**Il problema:**
Nel brano sulla televisione italiana, a quali due paesi Giovanni Sartori paragona l'Italia?

**Brano di partenza:**

++++

Il mostro ha compiuto 21 anni e sembra godere di ottima salute. Come la Medusa, è capace di pietrificare gli uomini e addormentare le anime. Il mostro ha sei teste e sembra diviso in due corpi, ma in realtà ha un solo sistema nervoso e non si sa se è cieco o se ci vede benissimo. Non è un indovinello come quello della Sfinge a Edipo, è che ci vuole la mitologia per definire la televisione italiana, cioè il duopolio creato nel 1984 che Curzio Maltese definì “Rainvest” (oggi sarebbe “Raiset”): un mostro, appunto, con tre canali in mano allo stato e tre di Berlusconi, che sembrano due cose opposte ma non lo sono. Un mostro che obbedisce solo agli impulsi del sistema nervoso chiamato Auditel , e che sembra specchiarsi in se stesso, ma poi ci dice che siamo noi che ci specchiamo in lui, e forse è vero.
“Esiste un solo paese al mondo con tre canali nazionali di stato, la Turchia, e un solo paese al mondo con tre canali nazionali in mano ad un gruppo privato, il Messico: l’Italia è un mix di Messico e Turchia”. Intendeva il peggio del peggio, Giovanni Sartori, esperto di mass media, nel presentare, una decina d’anni fa, la sua indagine sulle televisioni mondiali. Era un critico preparato e impietoso, Sartori, talmente critico che ha trovato subito impiego come capo delle relazioni esterne della Rai. Cioè pagato per lodare la televisione che aveva tanto contestato. Non bisogna meravigliarsi: il fascino che la nostra televisione–Medusa esercita, soprattutto sugli intellettuali, è praticamente irresistibile.
Soldi, potere, visibilità: la TV dà, la TV toglie. Ma come abbiamo fatto a creare il mostro e a renderlo così potente? Occorre fare un ulteriore passo indietro, non al momento della nascita, ma a quello del concepimento, esattamente trent’anni fa. Per rispettare il lato mitologico della faccenda, proviamo a raccontare la favola della Televisione italiana, qualcosa fra l’ingenuità dei personaggi di Andersen e la malvagità di quelli dei fratelli Grimm.

++++

**Righe estratte:**
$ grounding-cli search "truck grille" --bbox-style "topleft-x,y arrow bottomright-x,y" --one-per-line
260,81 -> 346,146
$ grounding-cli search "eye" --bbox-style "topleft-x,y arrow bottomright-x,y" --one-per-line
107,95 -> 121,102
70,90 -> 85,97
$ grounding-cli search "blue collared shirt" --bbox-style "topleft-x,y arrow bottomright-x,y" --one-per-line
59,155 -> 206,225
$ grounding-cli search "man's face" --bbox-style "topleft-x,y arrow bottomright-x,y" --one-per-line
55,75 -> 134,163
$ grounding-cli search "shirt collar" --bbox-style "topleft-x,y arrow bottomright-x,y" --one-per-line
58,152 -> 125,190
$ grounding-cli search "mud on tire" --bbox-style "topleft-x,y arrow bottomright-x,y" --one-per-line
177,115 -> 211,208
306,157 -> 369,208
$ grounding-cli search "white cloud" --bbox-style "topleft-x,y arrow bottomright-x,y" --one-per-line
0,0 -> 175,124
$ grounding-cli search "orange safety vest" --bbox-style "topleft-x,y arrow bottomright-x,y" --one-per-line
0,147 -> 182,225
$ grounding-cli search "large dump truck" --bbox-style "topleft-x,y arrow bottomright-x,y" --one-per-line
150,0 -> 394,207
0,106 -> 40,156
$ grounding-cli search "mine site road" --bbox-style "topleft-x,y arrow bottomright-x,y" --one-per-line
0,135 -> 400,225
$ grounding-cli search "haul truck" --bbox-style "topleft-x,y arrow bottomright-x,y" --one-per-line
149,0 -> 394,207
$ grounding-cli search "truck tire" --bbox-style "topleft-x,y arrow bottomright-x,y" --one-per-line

++++

**Risposta al compito:**
Alla Turchia e al Messico.